Records supplied:
* * * *

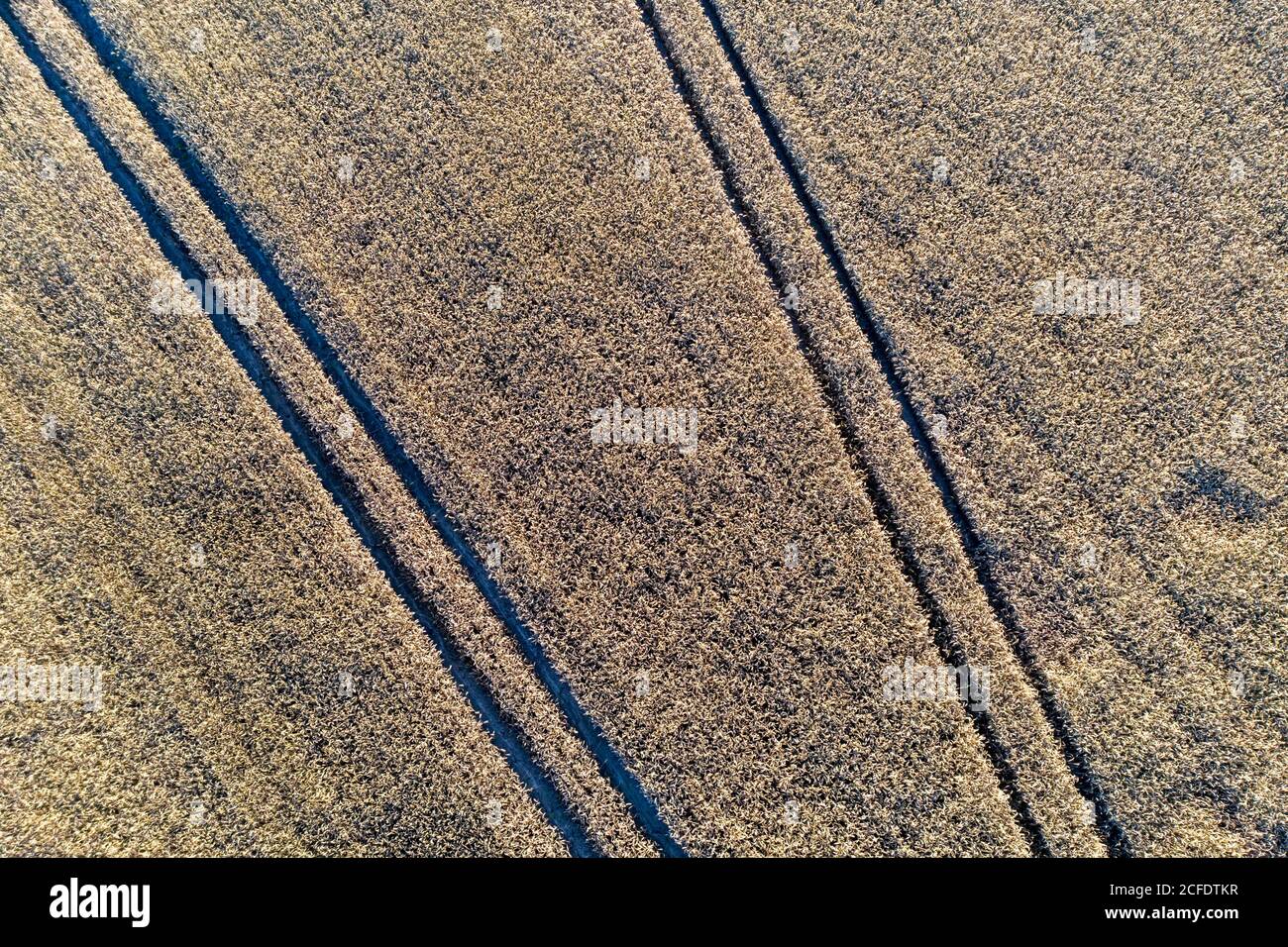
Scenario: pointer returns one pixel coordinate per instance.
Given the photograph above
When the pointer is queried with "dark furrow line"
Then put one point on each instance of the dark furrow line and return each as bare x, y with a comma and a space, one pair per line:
1080, 764
945, 641
610, 764
502, 735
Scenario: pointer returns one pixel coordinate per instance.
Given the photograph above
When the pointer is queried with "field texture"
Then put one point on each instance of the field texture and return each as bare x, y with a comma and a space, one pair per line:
261, 690
644, 418
1120, 445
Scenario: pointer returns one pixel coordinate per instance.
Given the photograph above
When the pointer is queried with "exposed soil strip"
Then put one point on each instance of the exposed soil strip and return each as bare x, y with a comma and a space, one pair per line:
1080, 764
947, 642
502, 735
610, 764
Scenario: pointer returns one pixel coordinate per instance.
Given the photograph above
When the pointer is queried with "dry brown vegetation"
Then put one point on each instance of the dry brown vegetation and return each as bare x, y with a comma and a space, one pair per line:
503, 219
159, 523
1128, 476
738, 689
438, 577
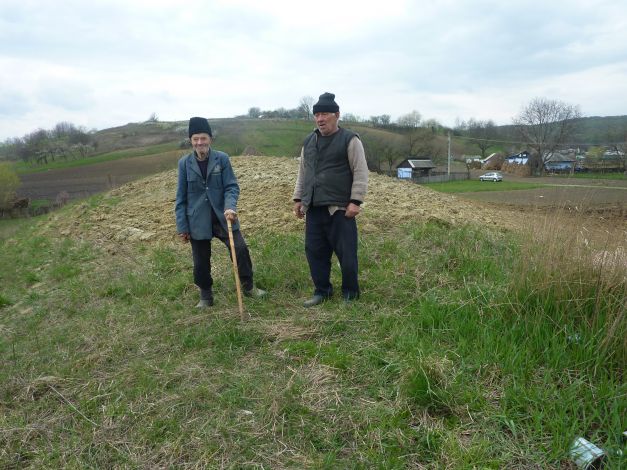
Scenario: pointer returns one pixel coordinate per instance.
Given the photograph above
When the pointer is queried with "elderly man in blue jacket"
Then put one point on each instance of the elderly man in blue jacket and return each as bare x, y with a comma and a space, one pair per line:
206, 196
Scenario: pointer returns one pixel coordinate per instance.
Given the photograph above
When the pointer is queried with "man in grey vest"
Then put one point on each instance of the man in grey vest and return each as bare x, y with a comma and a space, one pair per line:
331, 185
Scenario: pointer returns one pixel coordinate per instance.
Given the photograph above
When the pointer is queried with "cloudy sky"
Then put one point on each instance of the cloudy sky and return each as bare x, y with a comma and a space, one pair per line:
104, 63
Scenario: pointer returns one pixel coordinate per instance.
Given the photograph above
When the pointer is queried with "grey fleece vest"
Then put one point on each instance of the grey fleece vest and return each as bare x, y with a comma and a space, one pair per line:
328, 177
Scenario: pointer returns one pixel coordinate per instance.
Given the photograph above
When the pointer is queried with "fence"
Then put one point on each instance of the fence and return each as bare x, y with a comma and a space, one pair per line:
433, 177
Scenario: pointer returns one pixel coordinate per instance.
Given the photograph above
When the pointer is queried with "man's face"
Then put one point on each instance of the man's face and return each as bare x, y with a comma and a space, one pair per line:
201, 144
327, 122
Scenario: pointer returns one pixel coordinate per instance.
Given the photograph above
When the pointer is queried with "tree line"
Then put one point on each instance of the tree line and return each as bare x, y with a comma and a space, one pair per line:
64, 141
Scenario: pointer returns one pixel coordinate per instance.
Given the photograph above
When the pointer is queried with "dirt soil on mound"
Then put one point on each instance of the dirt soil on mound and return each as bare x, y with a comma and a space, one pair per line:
143, 210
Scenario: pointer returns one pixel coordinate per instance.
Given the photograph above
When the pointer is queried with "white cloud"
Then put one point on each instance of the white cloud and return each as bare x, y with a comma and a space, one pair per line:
105, 63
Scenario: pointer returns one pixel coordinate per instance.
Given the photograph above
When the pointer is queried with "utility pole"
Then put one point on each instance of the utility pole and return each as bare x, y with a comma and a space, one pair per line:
449, 156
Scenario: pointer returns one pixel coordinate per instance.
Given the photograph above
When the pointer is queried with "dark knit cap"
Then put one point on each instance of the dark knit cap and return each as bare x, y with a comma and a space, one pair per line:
326, 104
199, 125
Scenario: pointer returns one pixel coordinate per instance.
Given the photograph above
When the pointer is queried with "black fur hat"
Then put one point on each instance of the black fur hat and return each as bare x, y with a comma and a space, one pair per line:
326, 104
198, 125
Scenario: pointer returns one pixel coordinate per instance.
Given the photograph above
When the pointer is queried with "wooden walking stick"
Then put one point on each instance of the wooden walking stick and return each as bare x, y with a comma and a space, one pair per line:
236, 271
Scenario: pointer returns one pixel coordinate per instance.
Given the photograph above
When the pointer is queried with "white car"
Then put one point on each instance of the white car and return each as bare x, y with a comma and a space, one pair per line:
492, 176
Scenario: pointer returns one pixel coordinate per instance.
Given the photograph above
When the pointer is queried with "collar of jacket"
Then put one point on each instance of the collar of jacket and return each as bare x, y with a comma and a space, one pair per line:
212, 161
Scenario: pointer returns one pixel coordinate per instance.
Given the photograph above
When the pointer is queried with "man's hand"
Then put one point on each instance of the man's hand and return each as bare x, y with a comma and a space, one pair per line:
231, 215
352, 210
298, 210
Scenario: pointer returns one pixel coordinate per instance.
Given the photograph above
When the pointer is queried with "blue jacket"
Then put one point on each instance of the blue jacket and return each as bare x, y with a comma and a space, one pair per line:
195, 197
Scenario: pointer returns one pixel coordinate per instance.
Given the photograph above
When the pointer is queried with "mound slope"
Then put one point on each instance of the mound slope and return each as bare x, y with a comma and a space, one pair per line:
143, 210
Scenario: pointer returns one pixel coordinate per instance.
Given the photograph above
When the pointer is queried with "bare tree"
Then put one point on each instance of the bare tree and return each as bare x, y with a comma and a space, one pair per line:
545, 125
305, 106
410, 119
254, 112
380, 121
482, 134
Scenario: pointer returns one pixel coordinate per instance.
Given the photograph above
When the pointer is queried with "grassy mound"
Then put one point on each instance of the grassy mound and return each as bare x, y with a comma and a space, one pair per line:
470, 347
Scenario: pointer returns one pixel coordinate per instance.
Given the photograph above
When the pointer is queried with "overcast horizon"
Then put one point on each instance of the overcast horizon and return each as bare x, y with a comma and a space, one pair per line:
103, 64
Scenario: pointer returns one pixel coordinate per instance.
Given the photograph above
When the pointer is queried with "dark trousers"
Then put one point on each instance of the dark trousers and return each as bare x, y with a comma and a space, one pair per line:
327, 234
201, 254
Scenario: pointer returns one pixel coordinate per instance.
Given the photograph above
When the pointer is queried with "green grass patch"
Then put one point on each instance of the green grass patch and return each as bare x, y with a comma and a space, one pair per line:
474, 349
595, 176
25, 168
472, 186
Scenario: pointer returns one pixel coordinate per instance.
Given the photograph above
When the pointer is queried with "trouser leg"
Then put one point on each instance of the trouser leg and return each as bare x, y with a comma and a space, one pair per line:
319, 249
201, 255
244, 261
343, 236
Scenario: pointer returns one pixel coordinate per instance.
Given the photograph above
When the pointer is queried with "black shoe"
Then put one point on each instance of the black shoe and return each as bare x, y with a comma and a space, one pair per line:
317, 299
206, 298
256, 293
204, 303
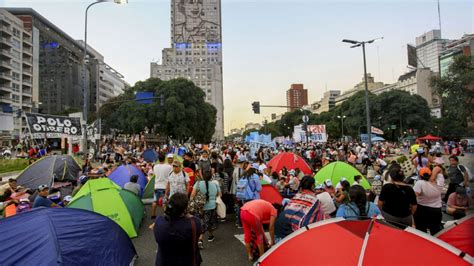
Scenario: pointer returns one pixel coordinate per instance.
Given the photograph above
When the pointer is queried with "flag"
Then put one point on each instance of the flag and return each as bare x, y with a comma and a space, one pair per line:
375, 130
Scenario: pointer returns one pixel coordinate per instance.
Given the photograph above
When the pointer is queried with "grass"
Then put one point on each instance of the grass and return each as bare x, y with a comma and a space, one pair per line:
12, 165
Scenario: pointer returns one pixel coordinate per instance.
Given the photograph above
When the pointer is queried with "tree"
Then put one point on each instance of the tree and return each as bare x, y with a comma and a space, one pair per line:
184, 114
456, 88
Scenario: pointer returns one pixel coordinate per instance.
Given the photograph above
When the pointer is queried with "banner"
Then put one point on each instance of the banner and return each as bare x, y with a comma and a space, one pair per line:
52, 126
375, 130
318, 133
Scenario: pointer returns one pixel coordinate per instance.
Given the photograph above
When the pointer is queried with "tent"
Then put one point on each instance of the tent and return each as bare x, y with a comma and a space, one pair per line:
429, 138
271, 194
62, 236
105, 197
290, 161
336, 170
121, 175
377, 138
361, 242
150, 156
460, 235
48, 169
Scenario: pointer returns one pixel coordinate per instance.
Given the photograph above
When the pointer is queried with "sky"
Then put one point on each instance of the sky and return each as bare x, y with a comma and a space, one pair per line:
267, 44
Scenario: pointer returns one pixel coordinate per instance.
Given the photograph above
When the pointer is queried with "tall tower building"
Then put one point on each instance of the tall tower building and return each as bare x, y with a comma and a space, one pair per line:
296, 97
196, 51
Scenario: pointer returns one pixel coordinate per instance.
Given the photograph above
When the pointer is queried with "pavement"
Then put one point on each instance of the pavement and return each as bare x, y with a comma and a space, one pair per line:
225, 250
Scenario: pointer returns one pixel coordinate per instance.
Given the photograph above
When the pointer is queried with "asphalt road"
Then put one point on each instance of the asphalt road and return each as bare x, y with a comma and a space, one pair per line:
226, 249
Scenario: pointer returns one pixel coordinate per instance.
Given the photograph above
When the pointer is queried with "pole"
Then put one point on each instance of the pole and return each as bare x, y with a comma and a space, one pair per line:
369, 133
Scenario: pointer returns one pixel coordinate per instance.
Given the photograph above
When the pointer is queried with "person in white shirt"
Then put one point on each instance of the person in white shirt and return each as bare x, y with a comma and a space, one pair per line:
161, 171
327, 203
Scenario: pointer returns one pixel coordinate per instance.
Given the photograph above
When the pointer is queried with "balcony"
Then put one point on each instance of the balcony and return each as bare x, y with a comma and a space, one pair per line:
6, 29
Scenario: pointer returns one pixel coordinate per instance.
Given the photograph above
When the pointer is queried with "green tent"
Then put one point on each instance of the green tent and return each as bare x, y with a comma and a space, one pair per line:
337, 170
107, 198
149, 191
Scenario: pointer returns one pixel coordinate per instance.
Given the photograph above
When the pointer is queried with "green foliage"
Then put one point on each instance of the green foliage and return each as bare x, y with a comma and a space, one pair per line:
457, 97
184, 115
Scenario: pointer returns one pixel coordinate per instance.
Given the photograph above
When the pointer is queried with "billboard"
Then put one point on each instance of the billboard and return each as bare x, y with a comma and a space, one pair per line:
53, 126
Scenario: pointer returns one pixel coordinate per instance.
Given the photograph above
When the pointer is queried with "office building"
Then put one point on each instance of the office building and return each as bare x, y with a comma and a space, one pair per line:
18, 72
296, 97
196, 52
428, 49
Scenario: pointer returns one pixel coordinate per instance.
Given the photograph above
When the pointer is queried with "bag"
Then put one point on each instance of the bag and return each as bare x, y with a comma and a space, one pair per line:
220, 208
244, 190
469, 173
196, 204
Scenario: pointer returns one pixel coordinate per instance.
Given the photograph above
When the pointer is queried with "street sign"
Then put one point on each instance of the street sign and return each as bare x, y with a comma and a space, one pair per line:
305, 119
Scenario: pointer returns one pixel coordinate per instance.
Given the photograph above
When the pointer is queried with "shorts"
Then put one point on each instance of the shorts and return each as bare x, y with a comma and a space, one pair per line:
158, 194
209, 220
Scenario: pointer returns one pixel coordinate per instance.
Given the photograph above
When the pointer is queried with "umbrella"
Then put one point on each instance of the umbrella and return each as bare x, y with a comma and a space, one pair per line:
62, 236
290, 161
270, 193
105, 197
429, 138
460, 235
361, 242
337, 170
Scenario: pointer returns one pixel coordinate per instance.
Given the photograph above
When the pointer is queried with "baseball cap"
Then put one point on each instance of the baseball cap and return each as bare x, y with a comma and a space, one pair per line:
424, 170
328, 183
42, 187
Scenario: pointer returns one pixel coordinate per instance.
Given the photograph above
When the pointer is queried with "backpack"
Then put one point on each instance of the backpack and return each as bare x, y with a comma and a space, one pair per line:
469, 173
244, 189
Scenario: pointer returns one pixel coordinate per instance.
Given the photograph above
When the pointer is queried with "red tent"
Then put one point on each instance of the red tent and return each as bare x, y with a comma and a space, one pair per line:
290, 161
369, 242
429, 138
460, 235
271, 194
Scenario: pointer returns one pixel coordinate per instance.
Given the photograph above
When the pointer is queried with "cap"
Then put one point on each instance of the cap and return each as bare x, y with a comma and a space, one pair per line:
461, 191
438, 161
328, 183
42, 187
424, 170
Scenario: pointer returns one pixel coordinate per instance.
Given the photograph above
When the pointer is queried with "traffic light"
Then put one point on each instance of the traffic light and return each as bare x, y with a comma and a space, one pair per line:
256, 107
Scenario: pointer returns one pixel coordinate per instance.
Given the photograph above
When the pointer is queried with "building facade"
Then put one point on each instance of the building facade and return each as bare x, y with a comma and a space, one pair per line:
196, 51
296, 97
18, 69
428, 49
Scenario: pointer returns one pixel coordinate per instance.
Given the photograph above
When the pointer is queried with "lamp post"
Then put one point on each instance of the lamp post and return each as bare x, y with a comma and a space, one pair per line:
85, 83
342, 125
367, 110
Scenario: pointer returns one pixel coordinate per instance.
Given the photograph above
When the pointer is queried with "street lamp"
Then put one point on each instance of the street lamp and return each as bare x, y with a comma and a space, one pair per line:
367, 110
85, 84
342, 125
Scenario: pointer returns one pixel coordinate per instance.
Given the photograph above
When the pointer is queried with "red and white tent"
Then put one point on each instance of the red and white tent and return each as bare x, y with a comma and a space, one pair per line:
460, 235
368, 242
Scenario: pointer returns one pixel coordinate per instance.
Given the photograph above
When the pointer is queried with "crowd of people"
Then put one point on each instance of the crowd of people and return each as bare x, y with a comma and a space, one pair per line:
195, 193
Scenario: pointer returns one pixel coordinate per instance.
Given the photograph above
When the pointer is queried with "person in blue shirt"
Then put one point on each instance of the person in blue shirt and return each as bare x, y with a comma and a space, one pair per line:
42, 199
358, 207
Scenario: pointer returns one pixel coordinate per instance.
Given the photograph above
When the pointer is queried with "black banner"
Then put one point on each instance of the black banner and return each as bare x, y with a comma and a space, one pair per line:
41, 124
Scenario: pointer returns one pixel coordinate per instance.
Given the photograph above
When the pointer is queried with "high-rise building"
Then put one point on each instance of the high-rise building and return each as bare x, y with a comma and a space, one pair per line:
18, 88
296, 97
428, 49
196, 51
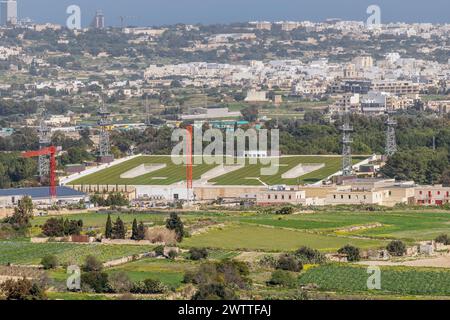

* * * *

Task description:
Select every line in the records above that contains the word "walking", reproducing each line in full.

Result:
When the pointer is queried with "wooden walking stick"
Then put one point on each instance of the wooden walking stick and return each as bare x, y with a comma and a space, one pair per line:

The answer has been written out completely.